- DATA RECORDS
==============================

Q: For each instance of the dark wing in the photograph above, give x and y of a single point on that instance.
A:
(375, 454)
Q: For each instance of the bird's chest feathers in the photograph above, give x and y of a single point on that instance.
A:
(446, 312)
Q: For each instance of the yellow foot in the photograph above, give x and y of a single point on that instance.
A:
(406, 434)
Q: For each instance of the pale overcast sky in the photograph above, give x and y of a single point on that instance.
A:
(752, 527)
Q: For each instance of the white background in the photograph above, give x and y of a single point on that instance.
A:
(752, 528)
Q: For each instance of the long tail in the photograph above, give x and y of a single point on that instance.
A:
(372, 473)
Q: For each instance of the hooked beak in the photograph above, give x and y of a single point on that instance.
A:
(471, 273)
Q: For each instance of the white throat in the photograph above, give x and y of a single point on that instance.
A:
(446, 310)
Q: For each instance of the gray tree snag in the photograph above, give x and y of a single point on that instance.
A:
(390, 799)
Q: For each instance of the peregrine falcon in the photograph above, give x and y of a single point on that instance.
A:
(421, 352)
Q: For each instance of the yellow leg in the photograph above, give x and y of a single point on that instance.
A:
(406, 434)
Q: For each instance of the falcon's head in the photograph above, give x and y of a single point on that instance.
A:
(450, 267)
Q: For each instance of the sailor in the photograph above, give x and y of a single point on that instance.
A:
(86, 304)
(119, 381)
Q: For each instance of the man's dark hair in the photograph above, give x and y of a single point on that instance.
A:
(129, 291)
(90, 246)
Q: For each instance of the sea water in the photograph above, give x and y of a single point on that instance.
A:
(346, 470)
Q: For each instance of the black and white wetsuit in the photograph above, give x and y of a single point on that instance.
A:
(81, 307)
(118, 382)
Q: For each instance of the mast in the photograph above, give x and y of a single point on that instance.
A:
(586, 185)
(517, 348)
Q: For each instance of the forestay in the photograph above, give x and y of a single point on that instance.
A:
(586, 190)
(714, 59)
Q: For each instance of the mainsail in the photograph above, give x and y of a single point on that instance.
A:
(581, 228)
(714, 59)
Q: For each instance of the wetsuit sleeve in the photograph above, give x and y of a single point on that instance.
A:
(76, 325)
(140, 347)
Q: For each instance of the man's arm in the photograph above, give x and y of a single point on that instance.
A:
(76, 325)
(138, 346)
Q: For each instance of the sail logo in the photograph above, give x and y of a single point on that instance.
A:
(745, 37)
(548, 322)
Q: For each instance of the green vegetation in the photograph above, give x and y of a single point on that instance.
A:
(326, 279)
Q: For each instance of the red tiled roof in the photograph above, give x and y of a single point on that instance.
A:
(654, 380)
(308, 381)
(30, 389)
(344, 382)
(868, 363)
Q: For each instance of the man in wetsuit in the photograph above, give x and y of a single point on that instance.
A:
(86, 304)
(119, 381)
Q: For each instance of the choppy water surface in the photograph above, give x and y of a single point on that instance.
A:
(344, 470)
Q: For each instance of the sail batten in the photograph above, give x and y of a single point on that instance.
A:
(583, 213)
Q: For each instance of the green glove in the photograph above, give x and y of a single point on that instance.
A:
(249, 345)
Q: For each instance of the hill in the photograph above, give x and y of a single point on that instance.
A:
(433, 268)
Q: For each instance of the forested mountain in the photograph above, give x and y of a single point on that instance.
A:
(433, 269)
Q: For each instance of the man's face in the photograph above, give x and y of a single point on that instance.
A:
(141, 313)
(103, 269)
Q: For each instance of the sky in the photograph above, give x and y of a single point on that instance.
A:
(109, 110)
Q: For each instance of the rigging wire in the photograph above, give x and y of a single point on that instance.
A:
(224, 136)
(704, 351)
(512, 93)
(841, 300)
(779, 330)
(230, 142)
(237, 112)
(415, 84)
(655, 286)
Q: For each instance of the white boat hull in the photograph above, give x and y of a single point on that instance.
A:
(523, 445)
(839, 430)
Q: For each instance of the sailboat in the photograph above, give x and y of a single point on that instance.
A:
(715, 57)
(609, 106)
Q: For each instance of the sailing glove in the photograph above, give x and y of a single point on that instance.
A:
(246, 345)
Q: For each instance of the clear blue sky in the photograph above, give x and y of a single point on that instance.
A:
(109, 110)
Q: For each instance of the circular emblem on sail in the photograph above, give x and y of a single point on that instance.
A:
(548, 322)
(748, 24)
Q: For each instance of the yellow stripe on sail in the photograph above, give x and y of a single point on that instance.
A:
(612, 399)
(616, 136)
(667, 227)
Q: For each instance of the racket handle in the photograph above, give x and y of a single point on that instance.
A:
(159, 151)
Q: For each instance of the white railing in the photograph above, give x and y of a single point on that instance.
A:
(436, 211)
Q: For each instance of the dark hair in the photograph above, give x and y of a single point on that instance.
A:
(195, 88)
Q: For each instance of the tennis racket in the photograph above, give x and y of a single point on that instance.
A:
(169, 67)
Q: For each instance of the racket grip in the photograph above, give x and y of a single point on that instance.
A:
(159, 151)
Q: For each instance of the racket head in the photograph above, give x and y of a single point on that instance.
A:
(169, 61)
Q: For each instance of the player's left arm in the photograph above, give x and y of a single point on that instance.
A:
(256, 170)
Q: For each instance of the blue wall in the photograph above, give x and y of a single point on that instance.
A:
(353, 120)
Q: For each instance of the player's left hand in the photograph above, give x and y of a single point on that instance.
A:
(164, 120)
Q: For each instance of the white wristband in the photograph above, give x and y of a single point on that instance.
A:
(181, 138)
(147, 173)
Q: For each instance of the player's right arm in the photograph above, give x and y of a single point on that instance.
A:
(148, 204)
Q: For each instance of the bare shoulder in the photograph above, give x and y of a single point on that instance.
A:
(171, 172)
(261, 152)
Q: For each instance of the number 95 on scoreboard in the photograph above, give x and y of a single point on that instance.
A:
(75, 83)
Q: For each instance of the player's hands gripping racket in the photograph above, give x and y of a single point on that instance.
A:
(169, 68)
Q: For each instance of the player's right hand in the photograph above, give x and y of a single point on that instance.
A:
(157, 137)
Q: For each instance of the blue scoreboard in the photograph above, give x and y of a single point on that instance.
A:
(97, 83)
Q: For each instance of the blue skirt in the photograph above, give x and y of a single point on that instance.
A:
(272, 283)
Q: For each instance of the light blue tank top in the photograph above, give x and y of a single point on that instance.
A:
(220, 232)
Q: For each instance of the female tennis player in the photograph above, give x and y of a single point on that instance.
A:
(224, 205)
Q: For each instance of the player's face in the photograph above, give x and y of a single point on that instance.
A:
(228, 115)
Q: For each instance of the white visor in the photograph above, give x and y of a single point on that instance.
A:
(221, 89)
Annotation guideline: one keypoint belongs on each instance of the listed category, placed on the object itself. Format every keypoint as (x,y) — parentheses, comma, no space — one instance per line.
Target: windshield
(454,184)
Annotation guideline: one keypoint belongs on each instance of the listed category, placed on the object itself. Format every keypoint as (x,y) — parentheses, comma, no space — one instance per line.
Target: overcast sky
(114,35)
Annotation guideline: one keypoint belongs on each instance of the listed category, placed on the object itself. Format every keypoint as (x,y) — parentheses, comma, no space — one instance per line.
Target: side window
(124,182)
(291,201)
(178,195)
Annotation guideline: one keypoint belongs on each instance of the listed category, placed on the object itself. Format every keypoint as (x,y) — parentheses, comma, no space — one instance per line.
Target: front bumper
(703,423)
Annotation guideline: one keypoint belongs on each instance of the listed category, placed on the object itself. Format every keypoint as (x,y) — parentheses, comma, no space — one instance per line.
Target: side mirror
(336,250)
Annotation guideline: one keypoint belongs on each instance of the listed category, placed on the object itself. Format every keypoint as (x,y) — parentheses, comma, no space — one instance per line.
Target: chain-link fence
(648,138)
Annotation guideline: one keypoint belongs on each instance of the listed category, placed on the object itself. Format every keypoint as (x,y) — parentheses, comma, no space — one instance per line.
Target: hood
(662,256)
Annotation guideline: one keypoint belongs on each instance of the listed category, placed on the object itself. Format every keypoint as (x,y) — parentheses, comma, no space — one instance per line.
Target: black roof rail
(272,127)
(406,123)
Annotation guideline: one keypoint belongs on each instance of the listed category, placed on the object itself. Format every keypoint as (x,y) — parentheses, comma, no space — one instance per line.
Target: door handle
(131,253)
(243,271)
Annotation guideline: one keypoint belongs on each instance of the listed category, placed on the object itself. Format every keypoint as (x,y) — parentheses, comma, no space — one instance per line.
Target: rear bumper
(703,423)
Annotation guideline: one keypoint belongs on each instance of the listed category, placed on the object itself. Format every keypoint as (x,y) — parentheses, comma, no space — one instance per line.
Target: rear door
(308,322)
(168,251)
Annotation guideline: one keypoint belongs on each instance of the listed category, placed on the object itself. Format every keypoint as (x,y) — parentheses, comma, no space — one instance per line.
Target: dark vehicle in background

==============================

- YOUR ASSIGNMENT
Respond with the count of lines in the material above that contain the word "background", and add nothing to it.

- OUTPUT FOR THIS TASK
2